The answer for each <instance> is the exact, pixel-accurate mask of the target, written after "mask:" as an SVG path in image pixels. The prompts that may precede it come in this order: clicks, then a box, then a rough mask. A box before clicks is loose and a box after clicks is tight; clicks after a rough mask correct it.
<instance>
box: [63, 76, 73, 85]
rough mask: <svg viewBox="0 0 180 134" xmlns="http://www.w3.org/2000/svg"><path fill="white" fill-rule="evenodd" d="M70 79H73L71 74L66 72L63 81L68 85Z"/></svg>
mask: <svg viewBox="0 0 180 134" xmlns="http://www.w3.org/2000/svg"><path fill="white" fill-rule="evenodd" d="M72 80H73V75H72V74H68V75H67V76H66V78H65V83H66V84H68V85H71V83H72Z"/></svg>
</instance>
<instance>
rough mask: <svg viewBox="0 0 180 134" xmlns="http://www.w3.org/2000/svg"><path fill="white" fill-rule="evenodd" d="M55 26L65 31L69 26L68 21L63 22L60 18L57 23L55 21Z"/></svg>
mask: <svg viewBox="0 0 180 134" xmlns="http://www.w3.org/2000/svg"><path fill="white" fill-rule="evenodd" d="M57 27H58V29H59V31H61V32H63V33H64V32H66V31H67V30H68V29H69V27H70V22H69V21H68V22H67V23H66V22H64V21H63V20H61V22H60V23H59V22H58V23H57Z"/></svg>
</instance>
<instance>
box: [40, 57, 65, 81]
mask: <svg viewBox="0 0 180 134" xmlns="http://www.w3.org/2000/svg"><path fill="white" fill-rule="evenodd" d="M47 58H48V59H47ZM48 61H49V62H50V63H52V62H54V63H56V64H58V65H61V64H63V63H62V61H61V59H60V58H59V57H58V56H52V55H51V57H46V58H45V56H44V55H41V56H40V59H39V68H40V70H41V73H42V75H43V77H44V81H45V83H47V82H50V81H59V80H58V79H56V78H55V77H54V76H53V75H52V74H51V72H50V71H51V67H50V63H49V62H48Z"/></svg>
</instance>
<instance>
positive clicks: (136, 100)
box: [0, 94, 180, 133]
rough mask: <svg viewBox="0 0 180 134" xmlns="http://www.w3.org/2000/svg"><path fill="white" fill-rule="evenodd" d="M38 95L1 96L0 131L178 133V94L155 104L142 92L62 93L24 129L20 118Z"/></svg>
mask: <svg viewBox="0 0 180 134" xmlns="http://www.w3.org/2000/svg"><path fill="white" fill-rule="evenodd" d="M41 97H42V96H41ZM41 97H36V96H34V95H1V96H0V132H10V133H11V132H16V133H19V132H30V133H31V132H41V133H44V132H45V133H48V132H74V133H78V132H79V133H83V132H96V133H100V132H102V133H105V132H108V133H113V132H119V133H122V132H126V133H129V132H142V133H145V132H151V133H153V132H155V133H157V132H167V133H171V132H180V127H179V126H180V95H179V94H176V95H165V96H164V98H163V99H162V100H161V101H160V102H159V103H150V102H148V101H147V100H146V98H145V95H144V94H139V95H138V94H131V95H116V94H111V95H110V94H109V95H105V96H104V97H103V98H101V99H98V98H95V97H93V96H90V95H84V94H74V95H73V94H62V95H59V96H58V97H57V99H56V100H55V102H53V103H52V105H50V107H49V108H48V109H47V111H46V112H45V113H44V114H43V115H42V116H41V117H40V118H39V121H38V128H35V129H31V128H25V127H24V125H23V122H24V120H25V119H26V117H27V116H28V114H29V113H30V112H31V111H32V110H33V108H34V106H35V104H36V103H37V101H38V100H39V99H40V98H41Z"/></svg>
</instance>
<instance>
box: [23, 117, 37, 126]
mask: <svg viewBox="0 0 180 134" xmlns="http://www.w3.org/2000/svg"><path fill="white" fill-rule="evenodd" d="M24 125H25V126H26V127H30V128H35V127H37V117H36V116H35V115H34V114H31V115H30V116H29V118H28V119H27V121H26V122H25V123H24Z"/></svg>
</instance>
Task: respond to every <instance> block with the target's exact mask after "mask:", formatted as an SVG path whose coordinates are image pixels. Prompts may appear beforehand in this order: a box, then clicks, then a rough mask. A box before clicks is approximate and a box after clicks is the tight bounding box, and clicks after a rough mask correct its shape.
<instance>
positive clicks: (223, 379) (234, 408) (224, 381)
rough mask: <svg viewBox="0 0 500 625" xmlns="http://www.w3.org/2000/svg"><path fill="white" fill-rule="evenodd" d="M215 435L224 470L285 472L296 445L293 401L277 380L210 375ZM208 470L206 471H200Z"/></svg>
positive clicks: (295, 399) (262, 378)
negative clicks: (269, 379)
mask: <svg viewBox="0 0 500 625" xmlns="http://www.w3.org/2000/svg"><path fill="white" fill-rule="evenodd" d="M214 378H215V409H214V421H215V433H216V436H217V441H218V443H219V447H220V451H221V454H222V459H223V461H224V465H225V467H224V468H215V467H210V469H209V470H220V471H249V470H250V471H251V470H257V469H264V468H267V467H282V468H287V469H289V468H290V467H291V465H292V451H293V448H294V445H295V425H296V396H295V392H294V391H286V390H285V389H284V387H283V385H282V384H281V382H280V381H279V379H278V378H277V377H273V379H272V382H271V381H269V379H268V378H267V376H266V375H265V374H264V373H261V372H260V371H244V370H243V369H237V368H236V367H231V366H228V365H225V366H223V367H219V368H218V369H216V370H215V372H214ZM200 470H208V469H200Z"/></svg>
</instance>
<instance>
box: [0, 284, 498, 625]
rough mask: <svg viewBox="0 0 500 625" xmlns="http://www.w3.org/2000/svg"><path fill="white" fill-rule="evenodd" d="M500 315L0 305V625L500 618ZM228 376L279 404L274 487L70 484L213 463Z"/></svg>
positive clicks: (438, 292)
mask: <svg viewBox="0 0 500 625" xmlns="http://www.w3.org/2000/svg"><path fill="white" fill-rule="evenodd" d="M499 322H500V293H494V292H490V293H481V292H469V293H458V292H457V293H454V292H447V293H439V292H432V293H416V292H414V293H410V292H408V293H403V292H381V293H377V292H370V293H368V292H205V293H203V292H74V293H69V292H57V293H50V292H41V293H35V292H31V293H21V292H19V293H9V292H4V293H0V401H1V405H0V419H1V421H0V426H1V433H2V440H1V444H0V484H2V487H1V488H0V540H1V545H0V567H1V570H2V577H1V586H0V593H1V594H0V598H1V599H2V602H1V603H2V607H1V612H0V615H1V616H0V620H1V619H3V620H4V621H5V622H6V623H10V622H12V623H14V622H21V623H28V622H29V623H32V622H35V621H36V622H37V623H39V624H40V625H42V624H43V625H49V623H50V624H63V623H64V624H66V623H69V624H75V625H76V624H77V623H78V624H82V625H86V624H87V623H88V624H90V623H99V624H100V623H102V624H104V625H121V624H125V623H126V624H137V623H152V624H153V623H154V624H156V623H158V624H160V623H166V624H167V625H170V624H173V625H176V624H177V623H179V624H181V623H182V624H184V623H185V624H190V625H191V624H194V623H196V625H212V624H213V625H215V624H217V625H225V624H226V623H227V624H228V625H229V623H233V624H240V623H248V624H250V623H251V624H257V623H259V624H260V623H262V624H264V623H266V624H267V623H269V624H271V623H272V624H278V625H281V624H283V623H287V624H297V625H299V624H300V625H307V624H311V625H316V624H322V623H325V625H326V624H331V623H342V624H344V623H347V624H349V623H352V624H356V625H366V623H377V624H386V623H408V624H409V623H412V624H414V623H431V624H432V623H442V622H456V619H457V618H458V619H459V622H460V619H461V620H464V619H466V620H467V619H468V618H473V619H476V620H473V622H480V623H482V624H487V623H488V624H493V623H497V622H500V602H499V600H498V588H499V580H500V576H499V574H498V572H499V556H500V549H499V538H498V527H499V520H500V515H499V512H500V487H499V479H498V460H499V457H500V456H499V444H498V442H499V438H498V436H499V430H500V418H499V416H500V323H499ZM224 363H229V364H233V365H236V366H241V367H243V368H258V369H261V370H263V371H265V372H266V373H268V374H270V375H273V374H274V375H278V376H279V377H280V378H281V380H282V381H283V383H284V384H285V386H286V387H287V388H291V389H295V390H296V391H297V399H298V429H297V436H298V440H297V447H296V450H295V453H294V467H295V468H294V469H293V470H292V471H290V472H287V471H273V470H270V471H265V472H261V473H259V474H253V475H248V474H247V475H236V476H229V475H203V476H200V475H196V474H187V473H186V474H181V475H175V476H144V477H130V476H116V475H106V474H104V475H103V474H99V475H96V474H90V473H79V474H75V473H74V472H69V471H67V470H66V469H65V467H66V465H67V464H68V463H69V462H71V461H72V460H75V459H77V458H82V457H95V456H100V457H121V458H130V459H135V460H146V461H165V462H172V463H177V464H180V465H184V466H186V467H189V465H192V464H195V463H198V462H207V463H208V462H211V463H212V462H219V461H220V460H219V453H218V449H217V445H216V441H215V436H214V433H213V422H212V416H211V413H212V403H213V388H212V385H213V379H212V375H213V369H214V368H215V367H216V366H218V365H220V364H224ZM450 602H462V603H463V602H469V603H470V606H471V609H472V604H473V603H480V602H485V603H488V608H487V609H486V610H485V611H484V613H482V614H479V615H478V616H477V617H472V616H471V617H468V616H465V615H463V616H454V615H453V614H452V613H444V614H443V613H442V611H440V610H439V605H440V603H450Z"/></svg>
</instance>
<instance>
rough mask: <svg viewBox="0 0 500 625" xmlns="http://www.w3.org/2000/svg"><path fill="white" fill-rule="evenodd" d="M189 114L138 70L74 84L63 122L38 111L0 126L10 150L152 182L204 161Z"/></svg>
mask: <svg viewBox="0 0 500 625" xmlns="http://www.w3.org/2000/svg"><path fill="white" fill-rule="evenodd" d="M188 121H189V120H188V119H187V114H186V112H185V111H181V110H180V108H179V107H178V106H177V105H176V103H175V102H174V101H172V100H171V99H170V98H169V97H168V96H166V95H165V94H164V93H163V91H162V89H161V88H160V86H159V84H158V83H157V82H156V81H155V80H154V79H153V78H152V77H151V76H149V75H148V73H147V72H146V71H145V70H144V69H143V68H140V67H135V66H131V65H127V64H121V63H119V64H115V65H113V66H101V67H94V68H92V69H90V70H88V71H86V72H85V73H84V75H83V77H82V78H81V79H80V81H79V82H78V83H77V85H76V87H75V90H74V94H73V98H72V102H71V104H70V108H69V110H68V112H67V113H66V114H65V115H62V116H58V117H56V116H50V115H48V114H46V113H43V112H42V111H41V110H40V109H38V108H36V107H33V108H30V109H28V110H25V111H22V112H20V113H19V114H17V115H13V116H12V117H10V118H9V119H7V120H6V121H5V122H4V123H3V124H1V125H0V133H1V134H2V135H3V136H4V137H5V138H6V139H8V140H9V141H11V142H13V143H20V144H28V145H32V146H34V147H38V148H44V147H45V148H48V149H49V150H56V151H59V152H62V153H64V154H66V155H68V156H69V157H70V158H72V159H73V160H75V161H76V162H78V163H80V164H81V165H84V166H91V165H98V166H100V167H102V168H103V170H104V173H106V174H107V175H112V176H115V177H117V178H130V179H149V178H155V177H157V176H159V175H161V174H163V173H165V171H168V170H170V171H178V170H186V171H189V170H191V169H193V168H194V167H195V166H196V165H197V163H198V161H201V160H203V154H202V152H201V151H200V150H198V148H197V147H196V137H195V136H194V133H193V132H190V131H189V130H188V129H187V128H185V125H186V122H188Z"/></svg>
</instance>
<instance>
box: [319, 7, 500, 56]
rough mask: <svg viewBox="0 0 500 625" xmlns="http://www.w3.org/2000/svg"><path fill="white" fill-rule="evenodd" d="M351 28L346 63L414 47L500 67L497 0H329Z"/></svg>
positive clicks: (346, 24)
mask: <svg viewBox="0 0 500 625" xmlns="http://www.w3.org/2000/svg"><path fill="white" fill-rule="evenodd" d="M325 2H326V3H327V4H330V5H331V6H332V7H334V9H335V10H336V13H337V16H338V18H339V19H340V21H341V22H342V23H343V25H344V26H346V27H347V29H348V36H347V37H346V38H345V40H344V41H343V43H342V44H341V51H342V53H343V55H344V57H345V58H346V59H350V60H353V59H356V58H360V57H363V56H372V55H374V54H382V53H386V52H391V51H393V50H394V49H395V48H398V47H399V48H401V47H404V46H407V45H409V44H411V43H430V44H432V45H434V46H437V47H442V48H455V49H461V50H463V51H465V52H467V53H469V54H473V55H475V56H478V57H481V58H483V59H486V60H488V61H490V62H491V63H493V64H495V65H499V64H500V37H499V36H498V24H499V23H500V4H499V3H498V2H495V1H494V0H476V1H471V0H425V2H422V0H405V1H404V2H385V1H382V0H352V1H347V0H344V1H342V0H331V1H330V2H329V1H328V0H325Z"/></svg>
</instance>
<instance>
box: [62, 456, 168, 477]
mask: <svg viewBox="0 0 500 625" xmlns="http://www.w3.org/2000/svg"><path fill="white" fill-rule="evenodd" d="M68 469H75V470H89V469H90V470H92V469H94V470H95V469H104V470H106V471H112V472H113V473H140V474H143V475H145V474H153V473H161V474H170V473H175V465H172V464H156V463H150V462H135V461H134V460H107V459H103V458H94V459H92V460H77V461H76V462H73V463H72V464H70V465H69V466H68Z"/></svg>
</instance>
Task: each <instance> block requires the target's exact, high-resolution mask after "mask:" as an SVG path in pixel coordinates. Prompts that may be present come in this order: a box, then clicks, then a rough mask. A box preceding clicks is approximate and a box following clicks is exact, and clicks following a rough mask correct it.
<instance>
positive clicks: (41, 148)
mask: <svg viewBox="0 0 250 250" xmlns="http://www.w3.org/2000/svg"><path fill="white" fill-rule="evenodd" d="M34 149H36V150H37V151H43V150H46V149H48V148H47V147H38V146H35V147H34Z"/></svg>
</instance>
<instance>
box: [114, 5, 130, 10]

☆ ☆ ☆

What is wanted is every line from the first line of the entries through the line that contains "box: [63, 76, 73, 85]", given again exactly.

The answer for each <instance> is the exact, pixel-accurate mask of the target, written after "mask:" as an SVG path in image pixels. The prompts that may precede it come in this order: clicks, then a box, then a rough mask. A box before clicks is loose and a box after clicks is tight; clicks after a rough mask correct it.
<instance>
box: [63, 76, 73, 85]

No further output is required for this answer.